DATASET:
━━━
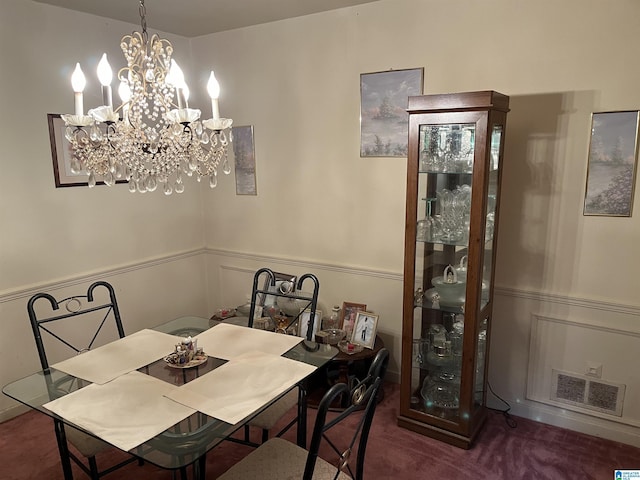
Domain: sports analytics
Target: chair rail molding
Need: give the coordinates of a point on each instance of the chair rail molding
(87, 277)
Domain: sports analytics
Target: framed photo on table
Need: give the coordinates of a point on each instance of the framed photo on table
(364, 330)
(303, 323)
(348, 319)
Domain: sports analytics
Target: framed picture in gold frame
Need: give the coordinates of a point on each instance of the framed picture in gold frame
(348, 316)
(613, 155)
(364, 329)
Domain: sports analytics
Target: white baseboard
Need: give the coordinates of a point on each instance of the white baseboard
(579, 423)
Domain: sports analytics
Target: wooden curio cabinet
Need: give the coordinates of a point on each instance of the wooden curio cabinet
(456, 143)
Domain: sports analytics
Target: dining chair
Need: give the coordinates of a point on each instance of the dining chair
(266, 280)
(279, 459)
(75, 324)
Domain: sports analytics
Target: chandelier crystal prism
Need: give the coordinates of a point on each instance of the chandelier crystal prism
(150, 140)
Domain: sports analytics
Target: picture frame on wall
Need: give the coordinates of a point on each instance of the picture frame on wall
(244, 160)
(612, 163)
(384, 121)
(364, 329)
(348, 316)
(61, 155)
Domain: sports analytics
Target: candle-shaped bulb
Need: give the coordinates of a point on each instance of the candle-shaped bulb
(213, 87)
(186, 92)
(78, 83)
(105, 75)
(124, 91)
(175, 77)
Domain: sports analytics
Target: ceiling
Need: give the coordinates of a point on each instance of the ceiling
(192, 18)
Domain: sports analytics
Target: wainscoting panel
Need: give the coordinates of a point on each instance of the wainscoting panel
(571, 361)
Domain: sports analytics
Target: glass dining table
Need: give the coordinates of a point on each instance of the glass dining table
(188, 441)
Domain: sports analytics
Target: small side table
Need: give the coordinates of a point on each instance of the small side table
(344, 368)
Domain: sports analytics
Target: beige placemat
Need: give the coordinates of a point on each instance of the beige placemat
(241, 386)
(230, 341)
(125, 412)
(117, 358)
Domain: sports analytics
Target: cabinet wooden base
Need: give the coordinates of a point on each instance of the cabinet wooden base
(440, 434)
━━━
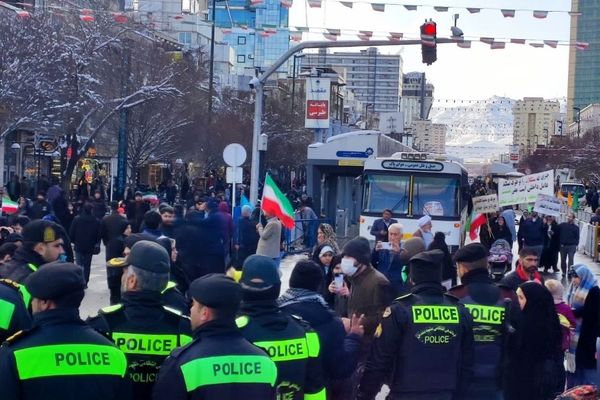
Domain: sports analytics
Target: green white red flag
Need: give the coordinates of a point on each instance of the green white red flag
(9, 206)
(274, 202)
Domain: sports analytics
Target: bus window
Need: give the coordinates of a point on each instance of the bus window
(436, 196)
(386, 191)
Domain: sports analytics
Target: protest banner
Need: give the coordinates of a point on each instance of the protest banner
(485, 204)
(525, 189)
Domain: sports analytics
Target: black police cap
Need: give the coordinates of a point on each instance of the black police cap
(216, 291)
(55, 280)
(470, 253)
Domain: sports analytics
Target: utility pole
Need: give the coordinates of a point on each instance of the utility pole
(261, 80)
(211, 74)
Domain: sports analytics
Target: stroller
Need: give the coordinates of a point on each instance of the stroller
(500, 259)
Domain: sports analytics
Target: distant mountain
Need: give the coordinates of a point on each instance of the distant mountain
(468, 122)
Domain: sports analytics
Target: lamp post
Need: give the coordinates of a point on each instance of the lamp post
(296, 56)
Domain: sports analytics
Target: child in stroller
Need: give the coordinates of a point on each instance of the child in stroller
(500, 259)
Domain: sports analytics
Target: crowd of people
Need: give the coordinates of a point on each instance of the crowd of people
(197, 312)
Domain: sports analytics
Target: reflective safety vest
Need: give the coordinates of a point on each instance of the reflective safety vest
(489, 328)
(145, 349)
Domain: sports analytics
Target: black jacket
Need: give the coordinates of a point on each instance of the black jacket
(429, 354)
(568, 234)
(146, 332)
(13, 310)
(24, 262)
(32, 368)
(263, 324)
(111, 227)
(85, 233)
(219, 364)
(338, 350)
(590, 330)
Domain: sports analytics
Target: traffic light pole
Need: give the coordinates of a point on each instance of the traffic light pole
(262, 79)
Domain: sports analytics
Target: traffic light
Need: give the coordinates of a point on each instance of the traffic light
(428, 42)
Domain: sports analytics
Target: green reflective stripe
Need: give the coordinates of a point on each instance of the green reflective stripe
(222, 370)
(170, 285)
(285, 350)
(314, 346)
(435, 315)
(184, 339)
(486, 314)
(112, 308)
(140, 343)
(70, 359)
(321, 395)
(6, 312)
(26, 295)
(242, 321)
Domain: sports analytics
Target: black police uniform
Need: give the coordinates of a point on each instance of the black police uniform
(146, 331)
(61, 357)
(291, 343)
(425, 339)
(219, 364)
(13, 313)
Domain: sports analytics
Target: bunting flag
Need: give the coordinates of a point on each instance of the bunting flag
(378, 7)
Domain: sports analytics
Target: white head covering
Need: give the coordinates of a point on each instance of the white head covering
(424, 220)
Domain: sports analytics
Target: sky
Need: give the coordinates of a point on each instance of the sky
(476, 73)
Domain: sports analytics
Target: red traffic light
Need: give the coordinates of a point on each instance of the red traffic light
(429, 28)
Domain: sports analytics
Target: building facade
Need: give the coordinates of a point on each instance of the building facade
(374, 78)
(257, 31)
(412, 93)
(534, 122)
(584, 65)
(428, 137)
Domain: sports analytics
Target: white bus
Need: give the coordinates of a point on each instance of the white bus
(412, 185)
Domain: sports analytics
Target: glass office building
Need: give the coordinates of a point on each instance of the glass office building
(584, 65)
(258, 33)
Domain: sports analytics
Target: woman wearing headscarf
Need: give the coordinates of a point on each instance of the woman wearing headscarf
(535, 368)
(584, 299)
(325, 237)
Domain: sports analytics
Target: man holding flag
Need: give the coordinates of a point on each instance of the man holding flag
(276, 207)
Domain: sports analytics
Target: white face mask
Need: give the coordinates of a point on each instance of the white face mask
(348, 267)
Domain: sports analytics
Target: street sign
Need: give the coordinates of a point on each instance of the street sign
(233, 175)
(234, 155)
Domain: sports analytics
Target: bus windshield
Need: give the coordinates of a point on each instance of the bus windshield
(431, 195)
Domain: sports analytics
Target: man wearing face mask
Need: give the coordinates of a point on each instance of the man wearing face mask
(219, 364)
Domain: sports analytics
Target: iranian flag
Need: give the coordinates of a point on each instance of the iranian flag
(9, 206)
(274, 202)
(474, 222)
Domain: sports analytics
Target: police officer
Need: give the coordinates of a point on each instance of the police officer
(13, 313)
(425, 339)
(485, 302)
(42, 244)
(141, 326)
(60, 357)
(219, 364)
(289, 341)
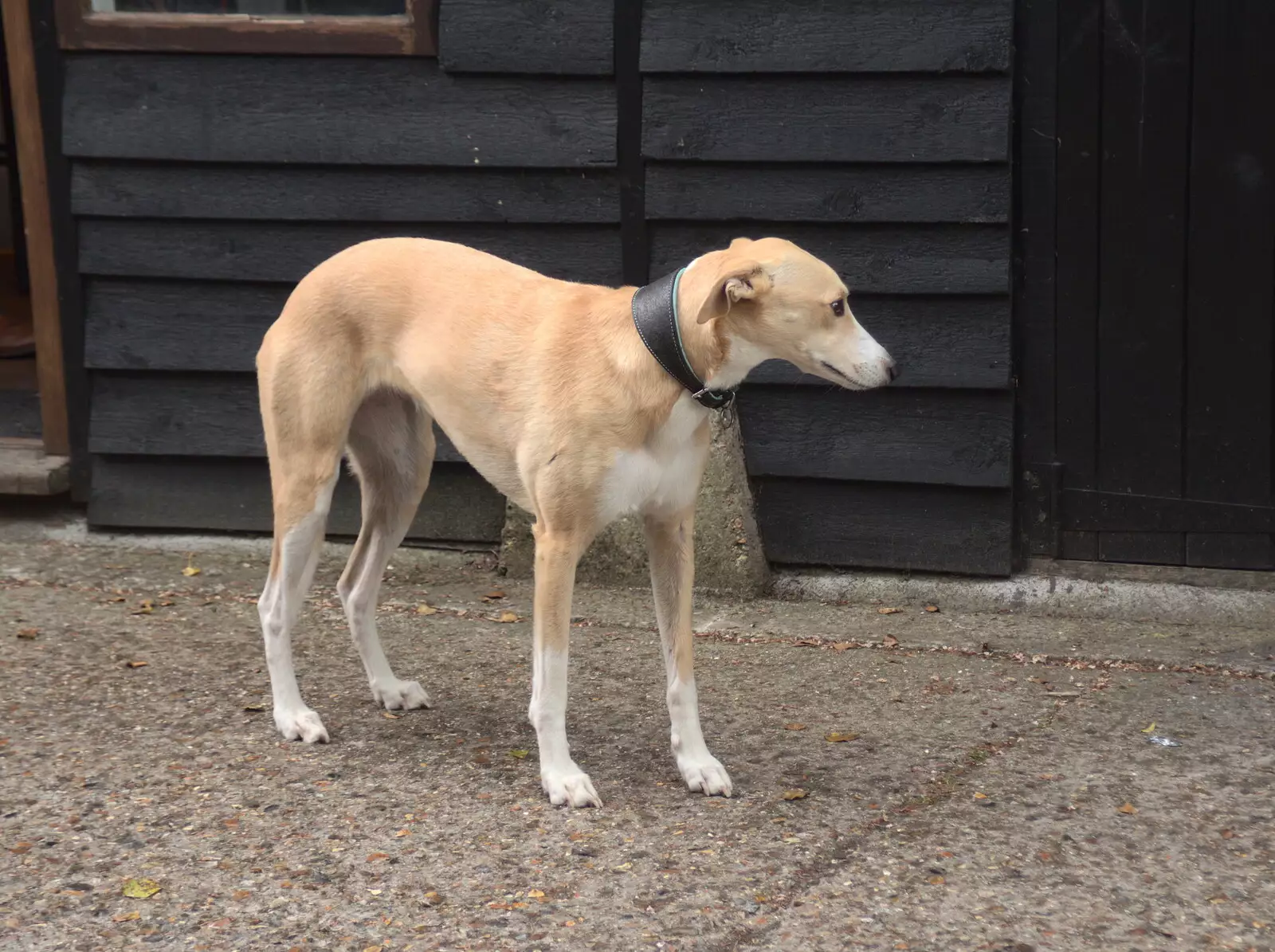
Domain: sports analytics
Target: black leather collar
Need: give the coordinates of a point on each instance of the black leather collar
━━━
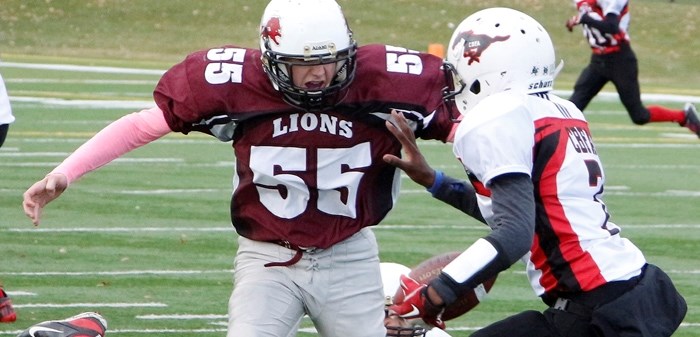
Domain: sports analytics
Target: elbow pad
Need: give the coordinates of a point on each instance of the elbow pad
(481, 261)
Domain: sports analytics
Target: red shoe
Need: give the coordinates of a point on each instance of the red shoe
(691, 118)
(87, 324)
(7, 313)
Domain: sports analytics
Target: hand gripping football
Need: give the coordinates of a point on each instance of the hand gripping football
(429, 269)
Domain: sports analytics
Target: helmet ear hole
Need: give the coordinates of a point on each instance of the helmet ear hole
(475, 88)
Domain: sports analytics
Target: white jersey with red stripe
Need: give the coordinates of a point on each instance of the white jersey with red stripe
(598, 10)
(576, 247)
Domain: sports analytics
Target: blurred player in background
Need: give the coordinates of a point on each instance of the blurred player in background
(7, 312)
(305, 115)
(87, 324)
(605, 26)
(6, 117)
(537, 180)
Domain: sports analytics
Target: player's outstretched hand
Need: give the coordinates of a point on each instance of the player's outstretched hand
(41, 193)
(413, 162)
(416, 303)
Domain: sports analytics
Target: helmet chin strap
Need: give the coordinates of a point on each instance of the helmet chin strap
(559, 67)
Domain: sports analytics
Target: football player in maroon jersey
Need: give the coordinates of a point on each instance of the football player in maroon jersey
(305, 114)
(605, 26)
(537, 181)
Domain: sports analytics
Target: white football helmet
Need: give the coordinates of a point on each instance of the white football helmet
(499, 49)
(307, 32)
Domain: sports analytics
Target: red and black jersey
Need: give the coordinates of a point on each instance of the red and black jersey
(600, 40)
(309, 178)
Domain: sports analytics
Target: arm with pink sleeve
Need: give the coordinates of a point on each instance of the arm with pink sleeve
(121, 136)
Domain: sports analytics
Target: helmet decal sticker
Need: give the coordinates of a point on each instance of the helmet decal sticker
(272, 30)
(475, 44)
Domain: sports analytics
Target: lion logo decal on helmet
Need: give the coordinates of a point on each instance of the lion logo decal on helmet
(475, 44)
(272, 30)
━━━
EXERCISE AIM:
Copy out each line in the listing that has the word "leather".

SOLUTION TO THIS PROBLEM:
Target: black leather collar
Need: give the coordinates of a point on each instance of the black leather collar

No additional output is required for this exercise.